__Problem to work on__
Pick out each line of the listing below that contains the word "would" and copy those lines in full.

__Dataset records__
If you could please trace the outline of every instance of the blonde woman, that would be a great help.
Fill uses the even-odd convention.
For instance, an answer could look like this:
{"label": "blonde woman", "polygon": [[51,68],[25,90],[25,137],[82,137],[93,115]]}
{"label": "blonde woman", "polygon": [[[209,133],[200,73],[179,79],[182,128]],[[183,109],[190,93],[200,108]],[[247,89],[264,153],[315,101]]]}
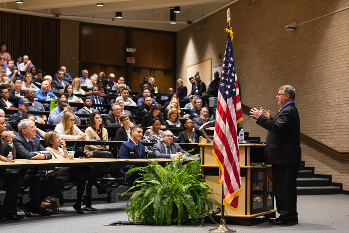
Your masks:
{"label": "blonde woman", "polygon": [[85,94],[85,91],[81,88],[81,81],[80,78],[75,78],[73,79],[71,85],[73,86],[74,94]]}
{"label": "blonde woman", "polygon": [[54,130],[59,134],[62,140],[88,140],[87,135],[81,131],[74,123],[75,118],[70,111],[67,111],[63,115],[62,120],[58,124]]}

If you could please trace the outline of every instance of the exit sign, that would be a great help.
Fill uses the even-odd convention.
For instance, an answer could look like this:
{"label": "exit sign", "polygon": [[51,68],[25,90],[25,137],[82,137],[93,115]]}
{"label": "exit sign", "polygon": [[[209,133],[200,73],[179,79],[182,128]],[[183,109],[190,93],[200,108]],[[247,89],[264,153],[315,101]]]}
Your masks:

...

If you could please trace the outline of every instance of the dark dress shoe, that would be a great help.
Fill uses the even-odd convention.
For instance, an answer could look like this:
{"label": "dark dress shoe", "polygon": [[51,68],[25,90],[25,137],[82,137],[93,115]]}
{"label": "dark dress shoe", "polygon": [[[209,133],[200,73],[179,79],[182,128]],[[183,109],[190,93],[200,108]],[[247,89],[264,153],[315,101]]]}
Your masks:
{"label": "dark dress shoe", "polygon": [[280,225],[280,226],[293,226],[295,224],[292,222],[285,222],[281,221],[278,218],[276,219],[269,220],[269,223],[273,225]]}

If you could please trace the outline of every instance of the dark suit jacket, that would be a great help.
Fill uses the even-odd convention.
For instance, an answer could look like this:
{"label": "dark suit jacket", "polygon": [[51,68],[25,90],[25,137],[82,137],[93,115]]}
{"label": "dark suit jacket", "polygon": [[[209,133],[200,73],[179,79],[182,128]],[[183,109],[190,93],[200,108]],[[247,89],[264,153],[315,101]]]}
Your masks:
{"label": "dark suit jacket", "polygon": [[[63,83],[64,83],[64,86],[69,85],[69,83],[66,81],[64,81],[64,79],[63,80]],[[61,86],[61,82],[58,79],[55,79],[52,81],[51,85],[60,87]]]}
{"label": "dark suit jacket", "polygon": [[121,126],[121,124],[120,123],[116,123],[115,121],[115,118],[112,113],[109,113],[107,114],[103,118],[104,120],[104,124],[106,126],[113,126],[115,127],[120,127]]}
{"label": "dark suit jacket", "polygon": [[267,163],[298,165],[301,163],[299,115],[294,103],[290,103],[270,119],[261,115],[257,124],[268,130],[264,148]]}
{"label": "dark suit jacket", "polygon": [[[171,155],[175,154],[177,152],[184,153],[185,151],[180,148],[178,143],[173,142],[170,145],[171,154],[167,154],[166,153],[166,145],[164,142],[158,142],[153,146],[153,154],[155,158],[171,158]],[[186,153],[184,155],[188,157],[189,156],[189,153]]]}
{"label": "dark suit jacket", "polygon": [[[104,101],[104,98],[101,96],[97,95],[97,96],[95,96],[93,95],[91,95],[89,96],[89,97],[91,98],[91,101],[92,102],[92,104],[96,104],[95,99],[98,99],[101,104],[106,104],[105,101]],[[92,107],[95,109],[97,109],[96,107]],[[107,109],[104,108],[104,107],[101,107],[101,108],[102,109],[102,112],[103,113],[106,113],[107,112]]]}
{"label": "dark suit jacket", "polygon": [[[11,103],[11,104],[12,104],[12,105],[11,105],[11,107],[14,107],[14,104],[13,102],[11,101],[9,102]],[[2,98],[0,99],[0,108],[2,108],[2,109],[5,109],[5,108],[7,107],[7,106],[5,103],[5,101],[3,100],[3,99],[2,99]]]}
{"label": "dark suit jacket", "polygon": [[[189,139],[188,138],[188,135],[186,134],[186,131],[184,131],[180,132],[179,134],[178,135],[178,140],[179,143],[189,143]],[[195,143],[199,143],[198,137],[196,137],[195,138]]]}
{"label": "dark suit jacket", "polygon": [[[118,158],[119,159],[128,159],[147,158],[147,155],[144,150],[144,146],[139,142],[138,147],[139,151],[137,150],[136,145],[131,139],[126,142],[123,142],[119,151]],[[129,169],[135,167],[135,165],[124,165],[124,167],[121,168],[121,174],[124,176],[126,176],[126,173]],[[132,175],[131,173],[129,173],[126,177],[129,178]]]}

__Task solution__
If you could please trace the outline of every instance of the blonde woman, that would be a great help.
If you could please trace the outline of every instance of the exit sign, that would be a great help.
If you could please trace the outline of every instance of the dark dress shoe, that would be a great help.
If you could please trace the outline of every instance of the dark suit jacket, that would be a great help.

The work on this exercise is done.